TASK OBJECTIVE: Write out the passage of the director-recommendation policy below word for word. Begin at the words "- In order for" and stop after "SEC Regulation 13D.".

Policy on Security Holder Recommendation of Candidates for Election as Directors
- It is the policy of Myriad Genetics, Inc. (the "Company") that the Nominating and Governance Committee (the "Committee") of the Board of Directors (the "Board") consider recommendations for the nomination of directors submitted by holders of the Company's shares entitled to vote generally in the election of directors.
- In order for the recommendation of a security holder to be considered under this Policy, the recommending shareholder or group of shareholders must have held at least five percent (5%) of the Company's voting common stock for at least one year as of the date the recommendation was made.
- For each annual meeting of shareholders, the Committee will accept for consideration only one recommendation from any shareholder or affiliated group of shareholders. An affiliated group of shareholders means shareholders constituting a group under SEC Regulation 13D.
- The Committee will also consider the extent to which the shareholder making the nominating recommendation intends to maintain its ownership interest in the Company.
- The Committee will only consider recommendations of nominees who satisfy the minimum qualifications prescribed by the Committee for board candidates, including that a director must represent the interests of all shareholders and not serve for the purpose of favoring or advancing the interests of any particular shareholder group or other constituency.
- Only those recommendations whose submission complies with the procedural requirements adopted by the Committee will be considered by the Committee.
- All recommendations submitted by shareholders will be considered in the same manner and under the same process as any other recommendations submitted from other sources.
- The Committee will select candidates for nomination for the Board according to the qualification criteria established by the Committee.
- This Policy may be revised or revoked by the Board at any time.

DATA SUPPLIED:
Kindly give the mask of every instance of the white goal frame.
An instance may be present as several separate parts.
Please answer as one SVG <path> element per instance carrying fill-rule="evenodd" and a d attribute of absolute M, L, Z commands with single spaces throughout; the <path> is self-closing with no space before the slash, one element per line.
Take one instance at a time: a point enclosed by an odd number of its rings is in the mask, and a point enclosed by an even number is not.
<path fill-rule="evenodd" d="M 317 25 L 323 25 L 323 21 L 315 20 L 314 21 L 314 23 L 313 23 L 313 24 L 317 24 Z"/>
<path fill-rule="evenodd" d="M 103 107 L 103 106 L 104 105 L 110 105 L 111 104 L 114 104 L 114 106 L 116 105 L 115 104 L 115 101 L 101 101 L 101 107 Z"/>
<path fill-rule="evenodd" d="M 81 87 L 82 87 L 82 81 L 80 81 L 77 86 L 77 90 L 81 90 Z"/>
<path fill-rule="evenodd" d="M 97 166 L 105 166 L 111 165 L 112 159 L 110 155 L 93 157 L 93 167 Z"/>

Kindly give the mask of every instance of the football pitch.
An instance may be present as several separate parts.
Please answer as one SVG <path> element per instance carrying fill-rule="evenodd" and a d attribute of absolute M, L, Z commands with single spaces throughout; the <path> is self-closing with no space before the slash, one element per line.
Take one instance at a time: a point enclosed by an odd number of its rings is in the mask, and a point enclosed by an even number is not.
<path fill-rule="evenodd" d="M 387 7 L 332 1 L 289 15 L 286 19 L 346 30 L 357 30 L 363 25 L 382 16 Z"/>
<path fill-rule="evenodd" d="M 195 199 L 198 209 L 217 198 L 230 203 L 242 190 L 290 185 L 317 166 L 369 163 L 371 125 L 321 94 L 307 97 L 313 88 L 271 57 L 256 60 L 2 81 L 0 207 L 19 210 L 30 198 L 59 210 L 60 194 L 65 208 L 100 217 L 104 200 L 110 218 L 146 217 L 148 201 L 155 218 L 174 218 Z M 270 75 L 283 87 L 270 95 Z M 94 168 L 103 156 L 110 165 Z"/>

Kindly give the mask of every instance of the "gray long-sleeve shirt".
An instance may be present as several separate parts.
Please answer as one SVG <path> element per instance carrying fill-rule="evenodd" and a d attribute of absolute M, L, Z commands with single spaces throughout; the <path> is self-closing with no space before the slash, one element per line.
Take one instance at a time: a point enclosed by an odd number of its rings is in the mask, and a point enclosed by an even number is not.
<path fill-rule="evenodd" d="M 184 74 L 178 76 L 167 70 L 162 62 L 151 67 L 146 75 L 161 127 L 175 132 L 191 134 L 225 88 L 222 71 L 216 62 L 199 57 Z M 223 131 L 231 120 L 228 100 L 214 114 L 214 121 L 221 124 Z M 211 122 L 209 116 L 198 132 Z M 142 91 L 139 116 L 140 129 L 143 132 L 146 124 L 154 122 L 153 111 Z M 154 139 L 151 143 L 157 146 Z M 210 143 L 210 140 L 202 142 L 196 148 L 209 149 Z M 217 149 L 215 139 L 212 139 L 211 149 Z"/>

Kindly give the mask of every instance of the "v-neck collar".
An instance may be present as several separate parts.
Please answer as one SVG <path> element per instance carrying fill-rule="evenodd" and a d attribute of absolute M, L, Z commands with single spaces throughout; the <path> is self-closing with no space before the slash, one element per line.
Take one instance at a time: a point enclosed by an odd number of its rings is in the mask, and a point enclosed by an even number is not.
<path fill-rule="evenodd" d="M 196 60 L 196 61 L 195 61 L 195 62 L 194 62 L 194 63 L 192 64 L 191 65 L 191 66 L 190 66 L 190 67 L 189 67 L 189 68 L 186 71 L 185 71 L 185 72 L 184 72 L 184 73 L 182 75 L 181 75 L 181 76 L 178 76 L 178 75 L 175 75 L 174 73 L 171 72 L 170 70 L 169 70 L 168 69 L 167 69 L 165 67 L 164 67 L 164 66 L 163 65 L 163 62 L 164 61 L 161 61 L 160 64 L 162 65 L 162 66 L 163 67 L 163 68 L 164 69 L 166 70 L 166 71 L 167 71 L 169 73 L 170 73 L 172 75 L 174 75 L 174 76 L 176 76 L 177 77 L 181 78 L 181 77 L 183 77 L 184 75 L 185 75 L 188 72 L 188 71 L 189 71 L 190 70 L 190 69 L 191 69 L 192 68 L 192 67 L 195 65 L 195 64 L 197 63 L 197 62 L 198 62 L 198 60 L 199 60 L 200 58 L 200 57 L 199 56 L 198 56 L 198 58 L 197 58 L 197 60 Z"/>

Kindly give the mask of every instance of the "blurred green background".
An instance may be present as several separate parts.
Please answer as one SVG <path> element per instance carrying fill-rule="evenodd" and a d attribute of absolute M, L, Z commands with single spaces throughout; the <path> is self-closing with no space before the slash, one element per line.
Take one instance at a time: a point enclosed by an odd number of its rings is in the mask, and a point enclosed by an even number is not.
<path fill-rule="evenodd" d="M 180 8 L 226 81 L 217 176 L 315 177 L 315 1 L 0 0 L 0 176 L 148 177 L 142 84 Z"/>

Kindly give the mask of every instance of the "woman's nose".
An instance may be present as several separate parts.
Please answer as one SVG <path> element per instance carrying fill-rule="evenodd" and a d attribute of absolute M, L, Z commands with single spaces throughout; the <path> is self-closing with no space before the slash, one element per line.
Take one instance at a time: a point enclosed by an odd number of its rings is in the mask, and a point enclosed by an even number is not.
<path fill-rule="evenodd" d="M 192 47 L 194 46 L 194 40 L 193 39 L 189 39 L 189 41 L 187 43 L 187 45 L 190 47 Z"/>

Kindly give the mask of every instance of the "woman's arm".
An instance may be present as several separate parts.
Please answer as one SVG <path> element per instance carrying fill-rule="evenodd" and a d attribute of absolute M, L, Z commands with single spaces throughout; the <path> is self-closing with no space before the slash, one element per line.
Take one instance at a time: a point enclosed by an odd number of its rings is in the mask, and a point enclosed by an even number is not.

TASK OUTPUT:
- In order for the recommendation of a security holder to be considered under this Policy, the recommending shareholder or group of shareholders must have held at least five percent (5%) of the Company's voting common stock for at least one year as of the date the recommendation was made.
- For each annual meeting of shareholders, the Committee will accept for consideration only one recommendation from any shareholder or affiliated group of shareholders. An affiliated group of shareholders means shareholders constituting a group under SEC Regulation 13D.